> _TASK INSTRUCTIONS_:
1. Answer these questions from the text titled "Ghosts On The Internet," one answer per line and marked the same way:
(a) In what month and year did the United Airlines stock tumble happen?
(b) Which newspaper had the automated popular story section?
(c) Between what two prices did the United stock drop?
2. Find every line of the records that contains the string "person" and copy each one out. Case counts.

— BEGIN SELECTED TEXT —

Ghosts On The Internet

Gavin Bell

By rights the internet should be full of poltergeists, poor rootless things looking for their real homes. Many events on the internet are not properly associated with their correct timeframe. I don’t mean a server set to the wrong time, though that happens too. Much of the content published on the internet is separated from any proper reference to its publication time. What does publication even mean? Let me tell you a story…

“It is 2019 and this is Kathy Clees reporting on the story of the moment, the shock purchase of Microsoft by Apple Inc. A Internet Explorer security scare story from 2008 was responsible, yes from 11 years ago, accidently promoted by an analyst, who neglected to check the date of their sources.”

If you think this is fanciful nonsense, then cast your mind back to September 2008, this story in Wired or The Times (UK) about a huge United Airlines stock tumble. A Florida newspaper had a automated popular story section. A random reader looking at a story about United’s 2002 Bankruptcy proceedings caused this story to get picked up by Google’s later visit to the South Florida Sun Sentinel’s news home page.

The story was undated, Google’s news engine apparently gave it a 2008 date, an analyst picked it up and pushed it to Bloomberg and within minutes the United stock was tumbling. Their stock price dropped from $12 to $3, then recovered to $11 over the day. An eight percent fall in share price over a mis-configured date

Completing this out of order Christmas Carol, lets look at what is current practice and how dates are managed, we might even get to clank some chains. Publication date used to be inseparable from publication, the two things where stamped on the same piece of paper. How can we determine when things have been published, now?

— END SELECTED TEXT —
— BEGIN DATA —

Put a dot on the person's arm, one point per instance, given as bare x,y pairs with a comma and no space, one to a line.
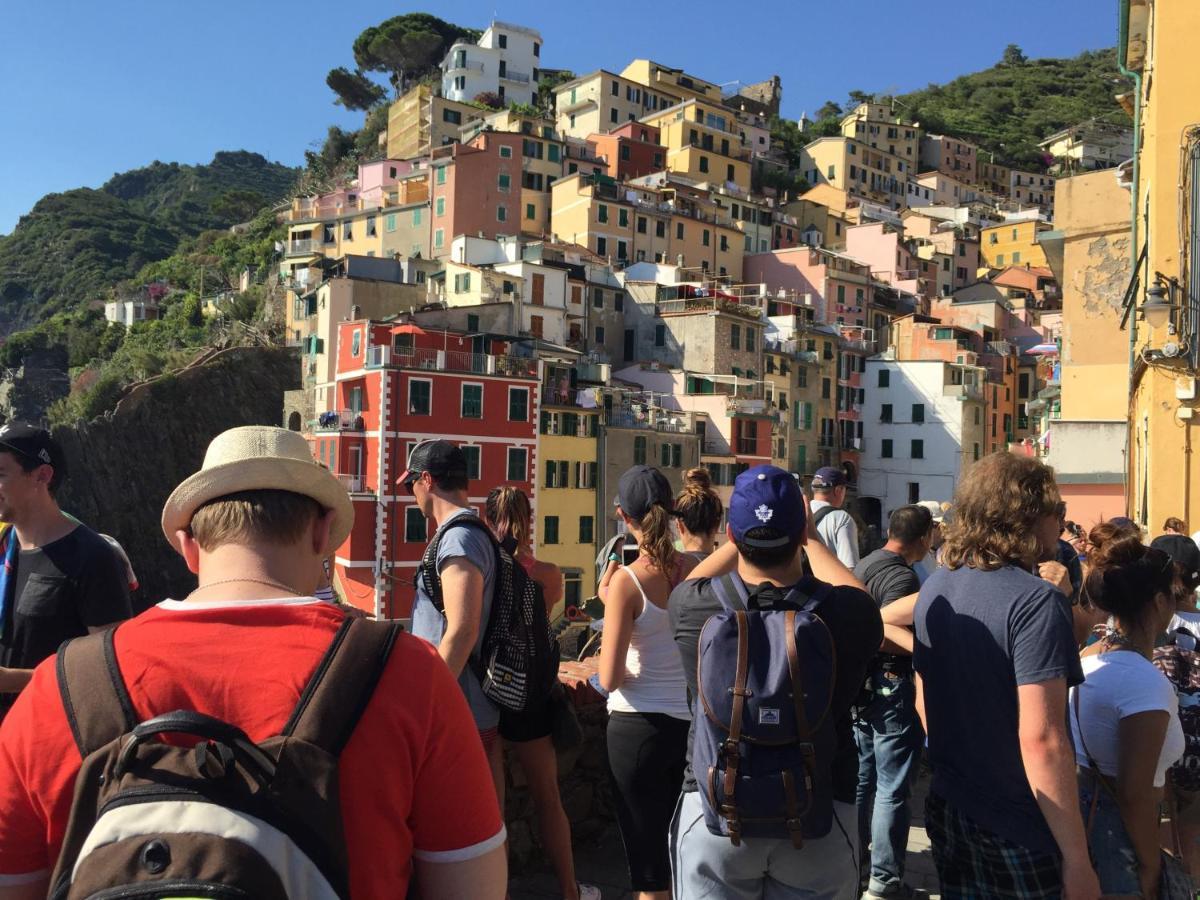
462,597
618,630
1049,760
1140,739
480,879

— END DATA —
— BEGIN DATA —

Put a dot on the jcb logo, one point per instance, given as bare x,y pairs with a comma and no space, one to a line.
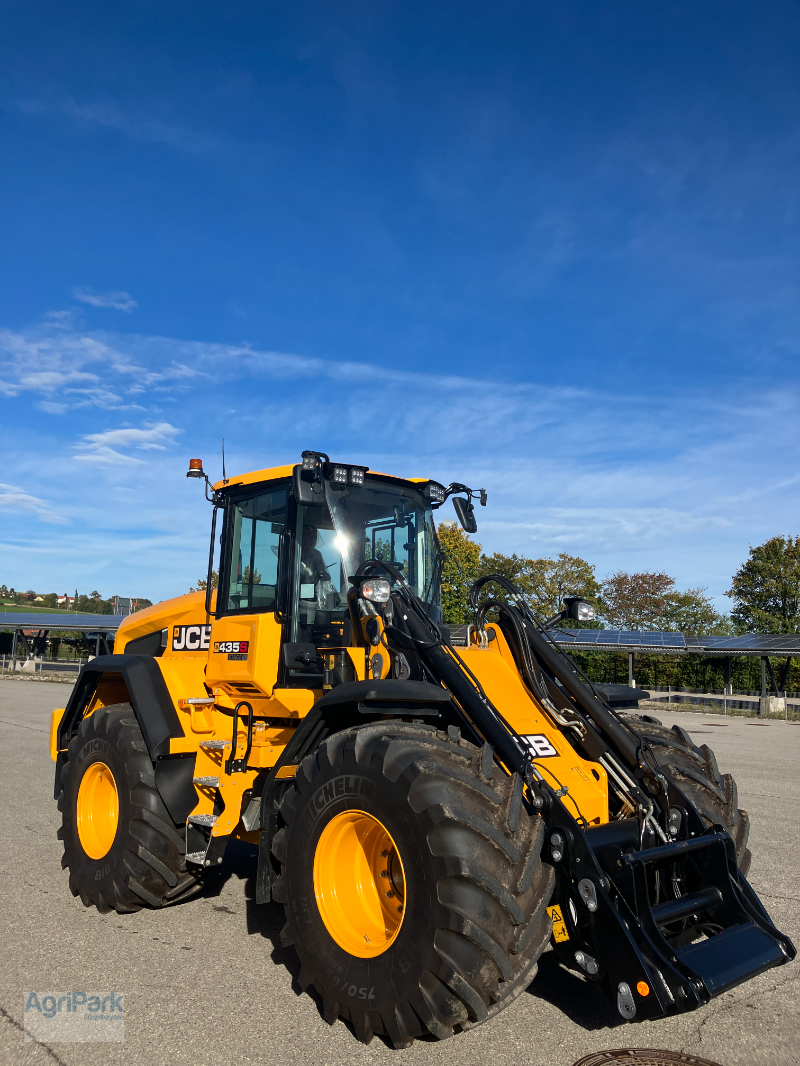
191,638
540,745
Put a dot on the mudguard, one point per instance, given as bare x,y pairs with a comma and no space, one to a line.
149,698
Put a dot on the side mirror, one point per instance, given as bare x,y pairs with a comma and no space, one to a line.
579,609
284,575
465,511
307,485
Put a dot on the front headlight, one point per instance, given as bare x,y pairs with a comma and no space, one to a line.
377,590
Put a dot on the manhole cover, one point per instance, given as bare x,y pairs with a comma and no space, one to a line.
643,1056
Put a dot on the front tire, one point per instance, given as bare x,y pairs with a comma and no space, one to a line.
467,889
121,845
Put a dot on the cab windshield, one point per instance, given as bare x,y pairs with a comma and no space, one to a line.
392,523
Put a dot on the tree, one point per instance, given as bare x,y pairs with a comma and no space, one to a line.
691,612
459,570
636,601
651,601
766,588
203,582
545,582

— END DATA —
— BEGIN DATA —

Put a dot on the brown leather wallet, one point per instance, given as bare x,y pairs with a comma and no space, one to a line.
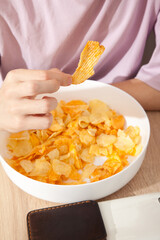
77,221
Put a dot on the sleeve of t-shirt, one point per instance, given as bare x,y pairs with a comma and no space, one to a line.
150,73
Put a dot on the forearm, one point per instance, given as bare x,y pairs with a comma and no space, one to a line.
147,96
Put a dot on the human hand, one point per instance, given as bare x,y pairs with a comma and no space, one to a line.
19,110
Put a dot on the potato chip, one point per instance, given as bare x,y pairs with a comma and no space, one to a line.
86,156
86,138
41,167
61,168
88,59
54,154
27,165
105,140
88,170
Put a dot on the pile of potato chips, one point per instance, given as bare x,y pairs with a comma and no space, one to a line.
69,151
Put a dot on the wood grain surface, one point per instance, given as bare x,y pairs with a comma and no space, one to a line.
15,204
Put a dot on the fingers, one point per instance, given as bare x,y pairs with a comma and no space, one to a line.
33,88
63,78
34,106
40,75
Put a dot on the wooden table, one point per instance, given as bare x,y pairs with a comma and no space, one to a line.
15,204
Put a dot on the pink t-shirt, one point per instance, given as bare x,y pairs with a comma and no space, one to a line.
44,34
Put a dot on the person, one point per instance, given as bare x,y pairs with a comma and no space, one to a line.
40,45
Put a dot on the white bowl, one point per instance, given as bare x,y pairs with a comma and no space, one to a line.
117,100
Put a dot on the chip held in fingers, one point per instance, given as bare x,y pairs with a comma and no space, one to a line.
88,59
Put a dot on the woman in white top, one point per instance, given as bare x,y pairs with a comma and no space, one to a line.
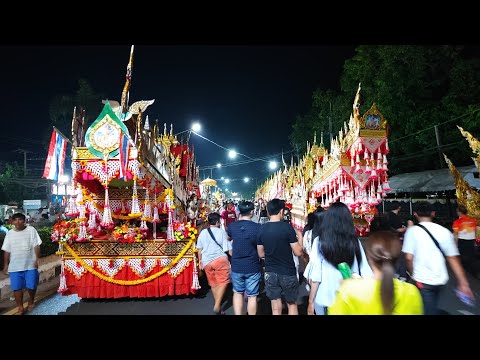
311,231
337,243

— END DATA —

> _SOLUTIONS PER TASK_:
1.
(a) September 2008
(b) The South Florida Sun Sentinel
(c) From $12 to $3

2.
Put a dot on the person's arm, one point per instance, given as bare x,y pairs with a comma and no space, one to a line.
Put a dot on the person, one point per instance, given as bare x,y pairs with a comma and no space, one to a line.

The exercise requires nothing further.